§ Extrait du texte
◆ ◆ ◆ ◆ ◆ ◆ ◆

Inclusivité, progrès, curiosité, humilité, découverte et ouverture d’esprit : voici quelques-unes des valeurs qui font la fierté de Babbel et de nos experts. Ce sont ces valeurs qui nous donnent chaque jour plus d’énergie pour vous transmettre notre passion pour les langues et les cultures, et vous permettre de devenir qui vous souhaitez devenir, sans jugement ni distinction.
Bien plus qu’une simple posture commerciale, ces valeurs sont nos piliers. Au même titre que vos passions, votre culture, votre milieu d’origine ou votre langue, votre accent est une marque de fabrique, un élément important de votre identité que rien ni personne ne doit pouvoir vous empêcher d’arborer fièrement.
Afin que cette fierté ne puisse jamais être remise en question par qui que ce soit, nous avons fait le choix dans l’article qui suit de vous parler d’un simple mot. Un mot rarement utilisé, peu connu et pourtant lourd de sens : le mot « glottophobie ».
Qu’est-ce que la glottophobie ?
Le mot glottophobie est un néologisme créé par le linguiste français Philippe Blanchet. Le terme repose sur l’association de deux racines grecques. D’une part, γλῶττα (glotta), la langue en grec ancien, que l’on retrouve aussi dans polyglotte par exemple. D’autre part, le suffixe -phobie qui vient de φόβος (phobos), la peur.
Si la structure du mot peut faire peur, c’est également le cas de la réalité qu’il définit. La glottophobie désigne une discrimination linguistique, c’est-à-dire le fait d’exclure un individu ou une population pour une appropriation de la langue qui s’éloigne des normes. Elle ne doit pas être confondue avec la notion de glossophobie, synonyme de logophobie, qui renvoie à la peur de parler en public. La glottophobie repose elle sur une idéologie du langage qui n’accepte qu’une forme correcte, considérée supérieure. Les autres façons de parler, en particulier lorsqu’elles font intervenir des accents, sont alors jugées inférieures et sont source de honte.

◆ ◆ ◆ ◆ ◆ ◆ ◆

§ Informations affichées
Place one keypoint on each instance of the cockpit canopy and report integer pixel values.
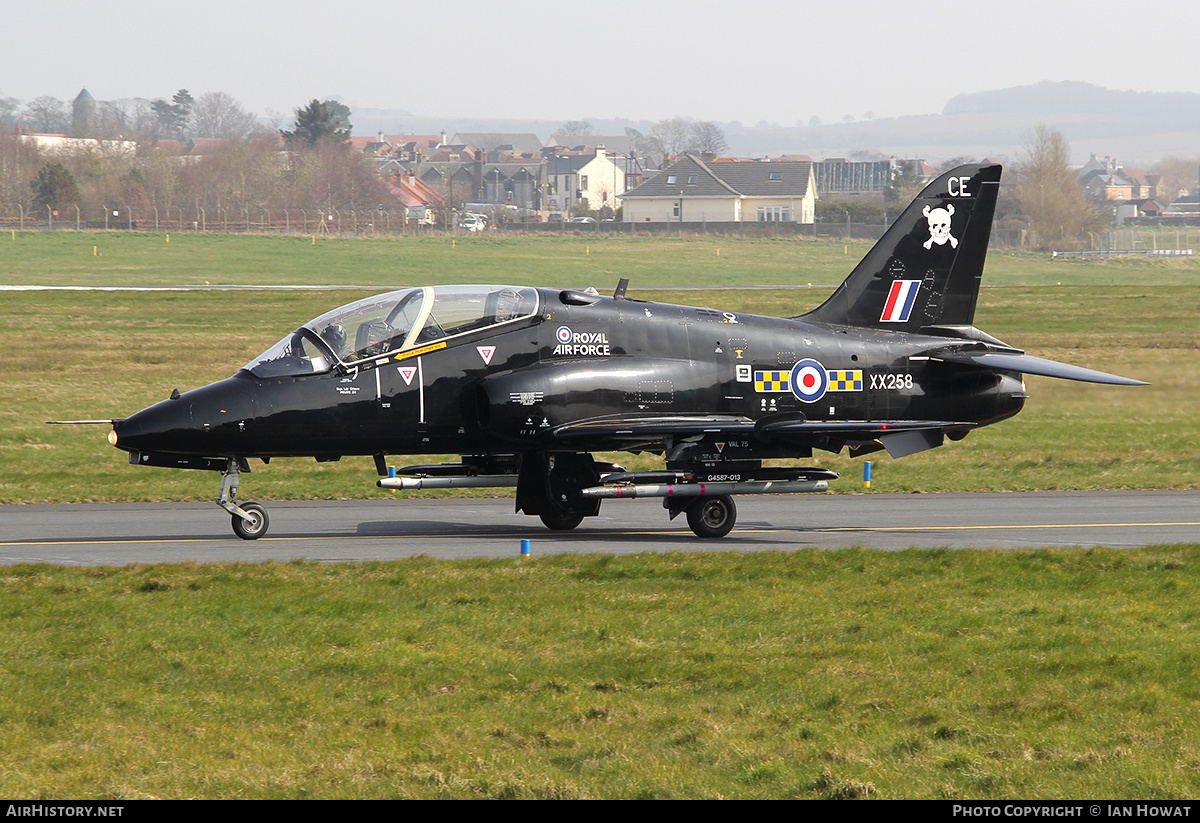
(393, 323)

◆ ◆ ◆ ◆ ◆ ◆ ◆

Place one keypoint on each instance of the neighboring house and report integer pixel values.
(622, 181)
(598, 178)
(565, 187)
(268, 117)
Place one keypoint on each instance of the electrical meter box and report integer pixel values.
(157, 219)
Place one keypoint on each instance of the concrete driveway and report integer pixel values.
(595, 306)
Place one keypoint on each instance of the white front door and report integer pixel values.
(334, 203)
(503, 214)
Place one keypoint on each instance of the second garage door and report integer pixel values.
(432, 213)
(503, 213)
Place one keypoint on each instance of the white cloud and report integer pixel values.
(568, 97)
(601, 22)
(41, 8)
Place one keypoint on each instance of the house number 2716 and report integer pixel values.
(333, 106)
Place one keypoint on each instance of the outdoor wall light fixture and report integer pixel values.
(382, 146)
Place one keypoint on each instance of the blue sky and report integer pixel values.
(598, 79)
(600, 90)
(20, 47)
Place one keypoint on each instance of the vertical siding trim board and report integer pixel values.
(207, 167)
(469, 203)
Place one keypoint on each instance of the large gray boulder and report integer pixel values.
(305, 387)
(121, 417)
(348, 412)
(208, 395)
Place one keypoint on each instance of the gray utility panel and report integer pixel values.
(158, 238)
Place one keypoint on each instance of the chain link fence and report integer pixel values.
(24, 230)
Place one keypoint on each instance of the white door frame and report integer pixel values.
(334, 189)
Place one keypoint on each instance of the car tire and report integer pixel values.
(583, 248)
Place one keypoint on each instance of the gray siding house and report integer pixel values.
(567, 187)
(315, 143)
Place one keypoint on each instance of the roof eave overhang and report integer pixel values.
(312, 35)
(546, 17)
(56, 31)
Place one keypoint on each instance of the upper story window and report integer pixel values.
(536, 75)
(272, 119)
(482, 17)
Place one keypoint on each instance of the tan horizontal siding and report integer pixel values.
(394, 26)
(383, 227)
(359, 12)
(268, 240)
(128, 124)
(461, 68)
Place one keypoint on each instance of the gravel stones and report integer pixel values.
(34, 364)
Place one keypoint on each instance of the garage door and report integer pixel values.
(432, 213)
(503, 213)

◆ ◆ ◆ ◆ ◆ ◆ ◆

§ Liste des tâches
- a) Affichez, s'il vous plaît, chaque ligne de la liste qui contient la chaîne « garage », en tenant compte de la casse.
- b) Prolongez le texte sur la glottophobie à la suite de sa dernière phrase.

§ Les réponses
- a)
Place one keypoint on each instance of the second garage door and report integer pixel values.
Place one keypoint on each instance of the garage door and report integer pixel values.

- b)
L’étymologie grecque du terme glottophobie peut sembler ironique puisque βάρϐαρος (barbaros), qui qualifiait les personnes qui ne parlaient pas le grec ancien, a donné le mot barbare en français. Un exemple concret de glottophobie qui montre que si le terme est récent, la discrimination qu’elle nomme n’a pas d’âge. On trouve une autre illustration dans la Bible, avec l’épisode du schibboleth, mot que seuls les Guiléadites savaient prononcer correctement. Ils soumettaient leurs ennemis à un test de prononciation. Si le son « schi » était prononcé « si », l’erreur était alors interprétée comme une preuve de leur origine étrangère et la personne était égorgée !
Discrimination par l’accent
Rien qu’en français, les accents sont nombreux. Accent du Nord, accent alsacien, accent corse, accent de Toulouse ou encore de Marseille… sans parler de l’accent belge, suisse ou québécois. Au-delà des régions, un accent peut aussi trahir l’appartenance à une communauté ou à une classe sociale, comme l’accent aristocratique ou l’accent des banlieues. Les glottophobes ont rarement conscience de la portée de leurs moqueries et remarques ironiques. Rejeter un accent, c’est rejeter une origine, sociale ou géographique. Comme toute discrimination, les conséquences peuvent être dramatiques.
Mais la glottophobie va plus loin que le seul mépris de voyelles mal prononcées, de consonnes déformées ou de hein parasites à la fin des phrases. Dire de l’allemand que c’est une langue moche, c’est aussi une forme de glottophobie. Plus que la phobie d’un accent, la glottophobie peut alors être le rejet d’une langue étrangère ou extérieure à une communauté.
La glottophobie, une discrimination universelle ?
La glottophobie ne connaît malheureusement pas de frontières. Le concept est d’origine française, mais la réalité est universelle. En Iran, le guilaki est dénigré face au persan tandis que le copte a disparu d’Égypte suite aux pressions exercées par l’arabe. Et si la situation s’est aujourd’hui améliorée, le tamoul a longtemps été réprimé au Sri Lanka pour ne valoriser que le cinghalais.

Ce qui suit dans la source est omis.